╔══
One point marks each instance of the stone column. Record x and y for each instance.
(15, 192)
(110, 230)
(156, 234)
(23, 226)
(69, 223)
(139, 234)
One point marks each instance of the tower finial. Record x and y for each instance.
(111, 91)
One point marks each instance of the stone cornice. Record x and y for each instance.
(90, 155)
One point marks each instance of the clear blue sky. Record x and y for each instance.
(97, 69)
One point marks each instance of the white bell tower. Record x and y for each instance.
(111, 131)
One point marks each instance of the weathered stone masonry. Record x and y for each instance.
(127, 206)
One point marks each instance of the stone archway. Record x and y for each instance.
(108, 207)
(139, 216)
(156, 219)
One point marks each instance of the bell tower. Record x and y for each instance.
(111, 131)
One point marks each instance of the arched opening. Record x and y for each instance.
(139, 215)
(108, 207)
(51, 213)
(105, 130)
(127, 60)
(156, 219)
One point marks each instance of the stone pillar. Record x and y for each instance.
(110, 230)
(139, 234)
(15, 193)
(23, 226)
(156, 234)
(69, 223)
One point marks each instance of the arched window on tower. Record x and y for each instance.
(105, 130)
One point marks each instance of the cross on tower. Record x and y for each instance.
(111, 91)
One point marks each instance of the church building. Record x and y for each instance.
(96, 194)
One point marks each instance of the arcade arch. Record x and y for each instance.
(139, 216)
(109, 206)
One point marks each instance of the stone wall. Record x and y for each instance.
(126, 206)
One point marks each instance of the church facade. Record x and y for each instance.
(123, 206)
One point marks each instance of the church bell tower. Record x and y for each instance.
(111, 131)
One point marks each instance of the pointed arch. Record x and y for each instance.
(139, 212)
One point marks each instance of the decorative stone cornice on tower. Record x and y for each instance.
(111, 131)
╚══
╔══
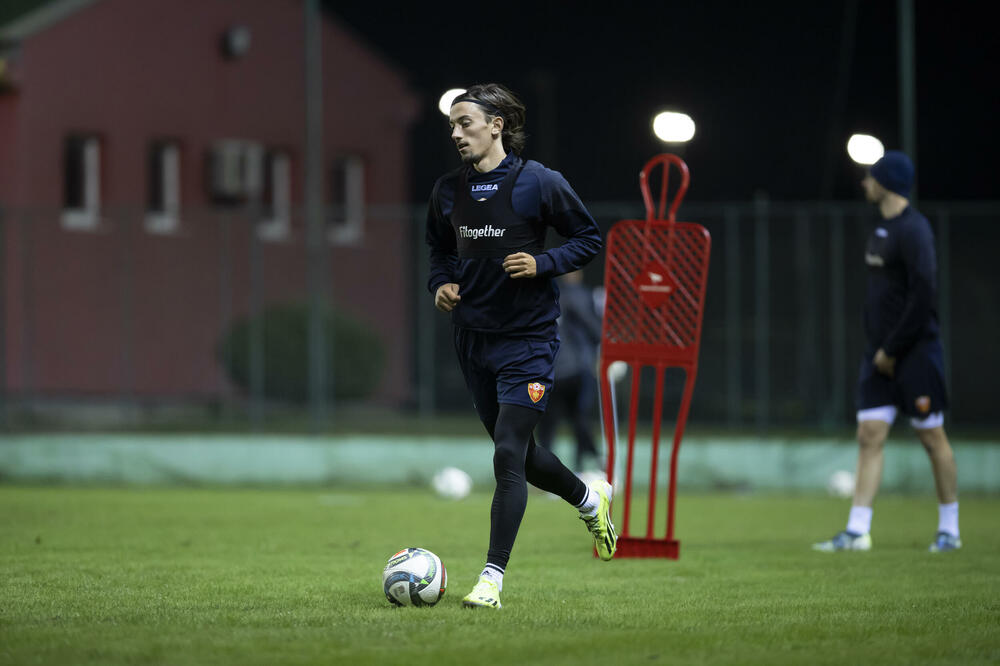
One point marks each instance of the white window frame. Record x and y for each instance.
╚══
╔══
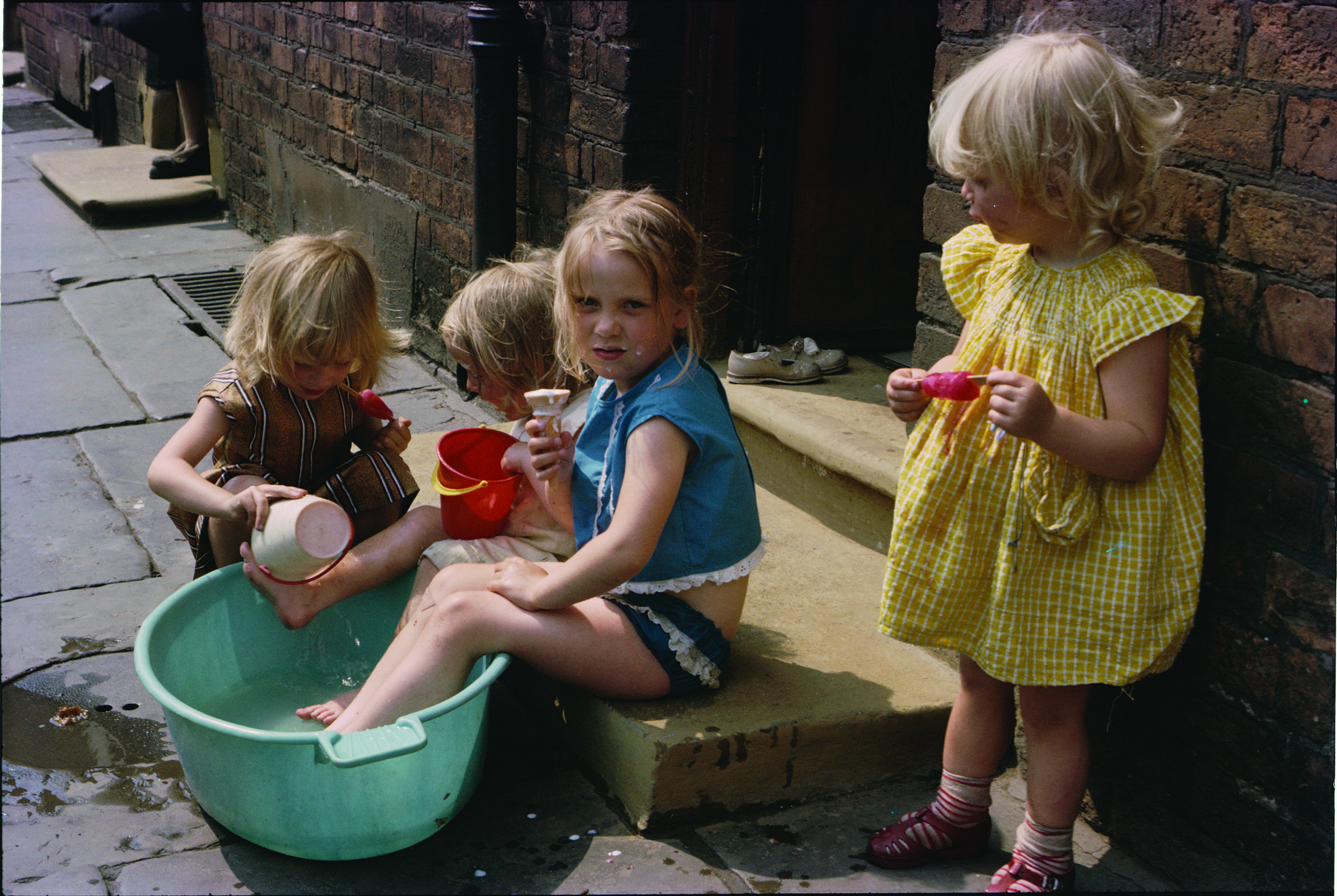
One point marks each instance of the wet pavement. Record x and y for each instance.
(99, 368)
╚══
■ **Exercise objective**
Tally the lines in the records above that contain the string "window", treating uppercase and lowercase as distinct. Give only the number.

■ **Correct response**
2